━━ INPUT ROWS

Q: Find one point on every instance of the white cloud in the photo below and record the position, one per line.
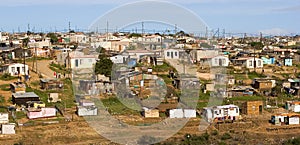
(287, 9)
(275, 31)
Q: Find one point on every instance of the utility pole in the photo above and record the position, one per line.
(142, 28)
(106, 31)
(206, 33)
(35, 59)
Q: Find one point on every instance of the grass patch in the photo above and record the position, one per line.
(66, 96)
(253, 75)
(247, 98)
(2, 99)
(204, 96)
(20, 114)
(165, 67)
(201, 105)
(59, 68)
(116, 107)
(166, 79)
(5, 87)
(7, 77)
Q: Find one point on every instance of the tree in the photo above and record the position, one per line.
(53, 38)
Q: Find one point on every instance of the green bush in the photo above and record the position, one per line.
(7, 77)
(214, 132)
(226, 136)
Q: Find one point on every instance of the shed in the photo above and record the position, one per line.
(23, 98)
(293, 106)
(17, 87)
(86, 103)
(36, 104)
(33, 113)
(176, 113)
(285, 119)
(264, 84)
(252, 108)
(4, 118)
(189, 113)
(87, 110)
(8, 128)
(53, 97)
(150, 113)
(51, 84)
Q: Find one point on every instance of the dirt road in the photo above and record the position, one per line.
(43, 68)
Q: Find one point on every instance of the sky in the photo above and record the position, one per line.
(272, 17)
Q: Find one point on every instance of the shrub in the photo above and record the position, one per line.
(226, 136)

━━━━

◆ STATED TASK: Please copy out all of the entries above exactly as they appear, leaving out the picture.

◆ THE OUTPUT:
Q: Find one point on every instance of the white cloud in the photo below and record the position, one per line.
(287, 9)
(275, 31)
Q: Find one point on every instance of the utility pole in the photo above and record the position, one per line.
(142, 28)
(106, 31)
(206, 33)
(35, 59)
Q: Find one point on every instance of the grass patch in the photo above and record the position, one per line.
(66, 96)
(253, 75)
(247, 98)
(2, 99)
(204, 96)
(20, 114)
(165, 67)
(201, 105)
(59, 68)
(116, 107)
(166, 79)
(5, 87)
(7, 77)
Q: Find one point on every instance of the tree in the photo above and record the position, one per line.
(53, 38)
Q: Find one point on every instance of the green bush in the photo above and record the position, one per line.
(7, 77)
(214, 132)
(226, 136)
Q: Find one point on every instance of the shed in the photo above and record the position, one per line.
(23, 98)
(293, 106)
(17, 87)
(86, 103)
(36, 104)
(33, 113)
(176, 113)
(285, 119)
(264, 84)
(252, 108)
(4, 118)
(189, 113)
(87, 110)
(8, 128)
(53, 97)
(150, 113)
(51, 84)
Q: Find one point on every instance of the dirt road in the photo above and record the position, one per line.
(43, 68)
Q: Find one point on every instance of the sky in the photo above and record the position, one per line.
(272, 17)
Q: Find one point on every instance of the shrub in the photo above and record the position, one per line.
(226, 136)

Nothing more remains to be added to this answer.